EXTRACT below:
Call the Midwife is back for its ninth season and so are the faculty of the Vanderbilt University School of Nursing with a weekly guest blog. Watch the show Sundays at 7 p.m. through May 17, then read our blog each Monday morning for historical and contemporary context about the previous night’s episode. SPOILER ALERT: Some posts may contain plot details.
While I feel connected to the long tradition of midwives through history, the fact is I’m a modern practitioner. That means Call the Midwife is sometimes delightfully familiar to me, a fictional reflection of my day-to-day work world. Other times the show is a stunning reminder of how maternity care has changed over the past 60 years. This episode has several heartbreaking plotlines, but the story that made my jaw drop was Maureen’s.
In some ways Maureen’s birth story could be contemporary: a tired and eager third-time mom using castor oil to prompt labor; a fat, healthy baby born at home. The rest of the story is a historic relic, an outcome I’ve never seen in practice. Maureen’s baby, plump and beautiful, doesn’t nurse well. He develops blue coloring around his mouth – we call it central cyanosis – that alarms midwife Lucille and Dr. Turner. Baby Warren is quickly diagnosed with congenital heart disease, blindness, likely brain damage. A little sleuthing by the midwives identifies the cause: his mother’s infection with German measles during early pregnancy.
These days we call German measles by another name: Rubella. Rubella is a mild childhood viral infection, often asymptomatic, sometimes causing a fever and rash. Infection apart from pregnancy is mild, with only rare complications and fatalities. But infection during the first four months of pregnancy can be devastating to the developing fetus, causing stillbirth, preterm birth, deafness, blindness, heart defects. Maureen’s story demonstrates how insidious rubella can be: just another mild virus for small children, easily spread to the pregnant mother though perpetual close contact with her kiddos, travelling through the blood to the placenta and into the fetal bloodstream.
Maureen and Warren’s story wasn’t uncommon during this time. Fictional baby Warren was born in 1965, just after the worldwide rubella pandemic of 1964. During that year in the United States, 12.5 million cases of rubella infection caused approximately 11,000 fetal deaths and 20,000 babies with congenital rubella syndrome. The rubella vaccine was introduced in 1969, too late for Warren and the other tens of thousands of babies lost or damaged by the virus.
End of EXTRACT.
COLLECTED MATERIAL below:
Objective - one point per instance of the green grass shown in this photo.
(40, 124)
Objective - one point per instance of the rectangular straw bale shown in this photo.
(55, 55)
End of COLLECTED MATERIAL.
- [USING THE INFORMATION]
1 – Answer these questions from the blog post:
(a) What did Maureen use to prompt labor?
(b) By what other name is German measles called these days?
(c) In what year was the rubella vaccine introduced?
2 – Reproduce the part of the blog post that opens with the words "Maureen and Warren’s" and closes with "by the virus.".

- [ANSWERS BY TASK]
1 –
(a) Castor oil.
(b) Rubella.
(c) 1969.

2 –
Maureen and Warren’s story wasn’t uncommon during this time. Fictional baby Warren was born in 1965, just after the worldwide rubella pandemic of 1964. During that year in the United States, 12.5 million cases of rubella infection caused approximately 11,000 fetal deaths and 20,000 babies with congenital rubella syndrome. The rubella vaccine was introduced in 1969, too late for Warren and the other tens of thousands of babies lost or damaged by the virus.